> **REQUIREMENT 1**: In the text about water and protein folding, about what share of body volume do water molecules make up?
> **REQUIREMENT 2**: Pick up the text on water's role in protein folding where it ends, and write the next part.

> **EXERCISE TEXT**:

+---+

Graduate student Seung Joong Kim worked with chemist Martin Gruebele in researching water's role in protein folding.

Graduate student Seung Joong Kim worked with chemist Martin Gruebele in researching water’s role in protein folding.

CHAMPAIGN, Ill. – According to new research, old ideas about water behavior are all wet.

Ubiquitous on Earth, water also has been found in comets, on Mars and in molecular clouds in interstellar space. Now, scientists say this common fluid is not as well understood as we thought.

“Water, as we know it, does not exist within our bodies,” said Martin Gruebele, a William H. and Janet Lycan Professor of Chemistry at the University of Illinois. “Water in our bodies has different physical properties from ordinary bulk water, because of the presence of proteins and other biomolecules. Proteins change the properties of water to perform particular tasks in different parts of our cells.”

Consisting of two hydrogen atoms and one oxygen atom, water molecules are by far the body’s largest component, constituting about 75 percent of body volume. When bound to proteins, water molecules participate in a carefully choreographed ballet that permits the proteins to fold into their functional, native states. This delicate dance is essential to life.

+---+

> **PROVIDED DATA**:
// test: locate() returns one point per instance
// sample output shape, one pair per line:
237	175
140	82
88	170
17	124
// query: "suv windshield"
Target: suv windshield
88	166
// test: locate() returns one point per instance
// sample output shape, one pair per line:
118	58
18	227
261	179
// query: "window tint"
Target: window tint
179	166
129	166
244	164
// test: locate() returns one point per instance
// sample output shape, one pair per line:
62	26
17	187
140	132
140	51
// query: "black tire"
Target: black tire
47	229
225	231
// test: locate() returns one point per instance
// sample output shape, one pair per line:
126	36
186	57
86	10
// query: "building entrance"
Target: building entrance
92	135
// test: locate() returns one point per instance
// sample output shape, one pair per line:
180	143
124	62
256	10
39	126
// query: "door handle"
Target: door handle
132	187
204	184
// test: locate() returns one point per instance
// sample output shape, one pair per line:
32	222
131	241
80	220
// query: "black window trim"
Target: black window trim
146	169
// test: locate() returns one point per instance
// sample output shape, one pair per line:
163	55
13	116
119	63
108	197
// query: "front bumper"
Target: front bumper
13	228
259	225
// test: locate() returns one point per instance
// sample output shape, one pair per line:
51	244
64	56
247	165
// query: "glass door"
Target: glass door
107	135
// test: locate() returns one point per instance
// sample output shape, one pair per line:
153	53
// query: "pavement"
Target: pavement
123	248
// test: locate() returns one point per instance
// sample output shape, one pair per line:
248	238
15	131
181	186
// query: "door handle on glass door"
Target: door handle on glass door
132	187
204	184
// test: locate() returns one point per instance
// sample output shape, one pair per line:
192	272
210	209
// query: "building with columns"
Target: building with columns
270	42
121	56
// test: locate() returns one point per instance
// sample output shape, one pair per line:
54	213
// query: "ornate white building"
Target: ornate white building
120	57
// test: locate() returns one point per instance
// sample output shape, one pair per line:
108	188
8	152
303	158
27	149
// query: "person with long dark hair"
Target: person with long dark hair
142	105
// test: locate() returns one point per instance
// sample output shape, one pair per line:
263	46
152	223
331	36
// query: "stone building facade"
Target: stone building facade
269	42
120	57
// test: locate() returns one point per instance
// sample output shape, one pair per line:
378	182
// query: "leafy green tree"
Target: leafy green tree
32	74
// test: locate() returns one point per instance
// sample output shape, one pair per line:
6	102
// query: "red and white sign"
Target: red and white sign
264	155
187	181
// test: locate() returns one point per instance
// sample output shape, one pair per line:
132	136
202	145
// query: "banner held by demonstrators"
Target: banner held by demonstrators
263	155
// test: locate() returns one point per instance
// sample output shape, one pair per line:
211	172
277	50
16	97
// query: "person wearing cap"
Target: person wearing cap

+---+

> **TASK ANSWER 1**: About 75 percent.

> **TASK ANSWER 2**:
“While it is well known that water plays an important role in the folding process, we usually only look at the motion of the protein,” said Gruebele, who also is the director of the U. of I.’s Center for Biophysics and Computational Biology, and a researcher at the Beckman Institute. “This is the first time we’ve been able to look at the motion of water molecules during the folding process.”

Using a technique called terahertz absorption spectroscopy, Gruebele and his collaborator Martina Havenith at the Ruhr-University Bochum studied the motions of a protein on a picosecond time scale (a picosecond is 1 trillionth of a second).

The technique, which uses ultrashort laser pulses, also allowed the researchers to study the motions of nearby water molecules as the protein folded into its native state.

The researchers present their findings in a paper published July 23 in the online version of the chemistry journal Angewandte Chemie.

Terahertz spectroscopy provides a window on protein-water rearrangements during the folding process, such as breaking protein-water-hydrogen bonds and replacing them with protein-protein-hydrogen bonds, Gruebele said. The remaking of hydrogen bonds helps organize the structure of a protein.

In tests on ubiquitin, a common protein in cells, the researchers found that water molecules bound to the protein changed to a native-type arrangement much faster than the protein. The water motion helped establish the correct configuration, making it much easier for the protein to fold.

“Water can be viewed as a ‘designer fluid’ in living cells,” Gruebele said. “Our experiments showed that the volume of active water was about the same size as that of the protein.”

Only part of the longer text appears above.